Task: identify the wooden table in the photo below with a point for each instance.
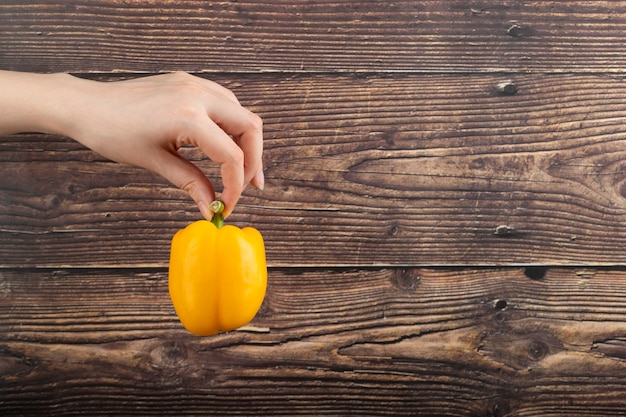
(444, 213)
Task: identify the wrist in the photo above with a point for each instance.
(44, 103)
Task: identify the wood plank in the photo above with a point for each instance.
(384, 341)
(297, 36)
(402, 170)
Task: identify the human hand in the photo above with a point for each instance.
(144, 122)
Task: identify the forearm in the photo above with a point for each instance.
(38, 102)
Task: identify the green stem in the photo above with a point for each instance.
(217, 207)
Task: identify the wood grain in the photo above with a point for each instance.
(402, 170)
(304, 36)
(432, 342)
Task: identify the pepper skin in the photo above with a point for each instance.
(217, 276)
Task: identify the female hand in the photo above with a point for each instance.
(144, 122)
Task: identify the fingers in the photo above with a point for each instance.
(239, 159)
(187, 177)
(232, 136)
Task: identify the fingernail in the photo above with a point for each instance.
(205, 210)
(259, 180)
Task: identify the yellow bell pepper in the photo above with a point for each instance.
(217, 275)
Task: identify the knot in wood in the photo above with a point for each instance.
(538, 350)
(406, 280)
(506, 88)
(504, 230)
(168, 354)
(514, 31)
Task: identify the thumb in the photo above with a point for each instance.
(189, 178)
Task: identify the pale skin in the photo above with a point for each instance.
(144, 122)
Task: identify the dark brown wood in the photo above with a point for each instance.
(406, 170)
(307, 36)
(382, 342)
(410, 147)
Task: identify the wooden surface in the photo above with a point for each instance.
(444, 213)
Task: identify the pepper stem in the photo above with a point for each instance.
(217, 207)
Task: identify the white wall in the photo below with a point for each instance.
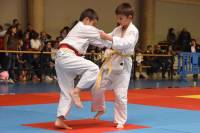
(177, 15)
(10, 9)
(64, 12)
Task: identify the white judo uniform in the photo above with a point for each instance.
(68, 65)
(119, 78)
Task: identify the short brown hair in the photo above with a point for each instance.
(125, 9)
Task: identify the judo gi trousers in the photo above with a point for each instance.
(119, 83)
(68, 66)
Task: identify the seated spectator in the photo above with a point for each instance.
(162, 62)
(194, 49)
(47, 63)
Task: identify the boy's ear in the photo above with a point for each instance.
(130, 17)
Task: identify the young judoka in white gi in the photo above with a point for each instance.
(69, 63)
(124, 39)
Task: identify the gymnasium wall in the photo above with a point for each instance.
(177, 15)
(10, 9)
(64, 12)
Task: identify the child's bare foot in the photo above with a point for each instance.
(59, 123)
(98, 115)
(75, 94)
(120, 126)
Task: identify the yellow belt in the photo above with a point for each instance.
-=-=-
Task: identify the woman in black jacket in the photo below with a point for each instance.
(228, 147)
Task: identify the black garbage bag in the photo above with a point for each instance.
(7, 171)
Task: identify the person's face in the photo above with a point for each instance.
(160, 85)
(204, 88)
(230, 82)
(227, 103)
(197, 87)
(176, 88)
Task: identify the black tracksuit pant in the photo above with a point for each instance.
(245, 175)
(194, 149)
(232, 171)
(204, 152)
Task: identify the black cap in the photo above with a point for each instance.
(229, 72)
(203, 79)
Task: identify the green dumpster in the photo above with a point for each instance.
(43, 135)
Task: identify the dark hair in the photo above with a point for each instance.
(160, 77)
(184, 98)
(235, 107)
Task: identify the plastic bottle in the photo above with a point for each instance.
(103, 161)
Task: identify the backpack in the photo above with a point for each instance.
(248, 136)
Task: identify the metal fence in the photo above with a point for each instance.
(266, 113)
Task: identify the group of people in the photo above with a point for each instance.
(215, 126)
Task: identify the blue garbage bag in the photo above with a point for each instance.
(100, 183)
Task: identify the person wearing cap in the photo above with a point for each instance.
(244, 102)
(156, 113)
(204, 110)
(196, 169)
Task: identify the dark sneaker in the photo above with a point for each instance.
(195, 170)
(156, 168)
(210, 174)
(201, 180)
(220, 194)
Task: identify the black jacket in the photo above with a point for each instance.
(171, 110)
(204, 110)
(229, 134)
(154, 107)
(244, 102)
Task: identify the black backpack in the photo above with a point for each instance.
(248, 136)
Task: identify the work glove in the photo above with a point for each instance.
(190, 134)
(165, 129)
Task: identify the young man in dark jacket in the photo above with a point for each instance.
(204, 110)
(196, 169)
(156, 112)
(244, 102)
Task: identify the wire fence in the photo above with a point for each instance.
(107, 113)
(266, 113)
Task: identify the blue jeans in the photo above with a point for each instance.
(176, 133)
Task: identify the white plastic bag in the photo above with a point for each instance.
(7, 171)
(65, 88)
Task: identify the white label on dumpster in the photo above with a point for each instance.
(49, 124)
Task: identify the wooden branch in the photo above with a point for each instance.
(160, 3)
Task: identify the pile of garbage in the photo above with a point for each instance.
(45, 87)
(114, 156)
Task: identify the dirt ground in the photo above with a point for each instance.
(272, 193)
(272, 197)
-=-=-
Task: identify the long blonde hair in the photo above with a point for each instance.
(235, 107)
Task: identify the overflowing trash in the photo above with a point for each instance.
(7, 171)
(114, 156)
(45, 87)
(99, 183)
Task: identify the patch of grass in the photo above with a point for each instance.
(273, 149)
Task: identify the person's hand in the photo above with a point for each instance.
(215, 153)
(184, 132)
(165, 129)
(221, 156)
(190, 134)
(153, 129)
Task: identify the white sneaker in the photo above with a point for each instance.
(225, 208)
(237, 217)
-=-=-
> [Task brief]
Locate every line in the entries above that contains the word "plastic" and copy each of those lines.

> [Full response]
Task: identify the plastic bottle in the photo above with a point for each instance.
Task: identify the white plastic bag in the photo above with a point for each instance.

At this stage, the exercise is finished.